Job
Exactly repeat the material, dropping every picture from the copy.

Data listing

□ □ □ □

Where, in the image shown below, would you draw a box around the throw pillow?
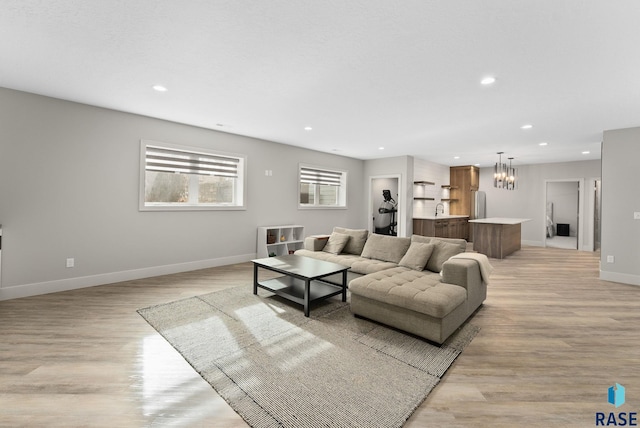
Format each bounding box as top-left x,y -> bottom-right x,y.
427,239 -> 464,273
398,242 -> 435,270
362,233 -> 411,263
333,227 -> 369,256
411,235 -> 433,244
322,232 -> 351,254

□ □ □ □

Output of the exercise
Where, in the image shown below, would you draw a box around the throw pillow?
Format each bounding box as top-left x,y -> bottom-right x,y.
427,239 -> 464,273
398,242 -> 435,270
362,233 -> 411,263
333,227 -> 369,256
411,235 -> 433,244
322,232 -> 351,254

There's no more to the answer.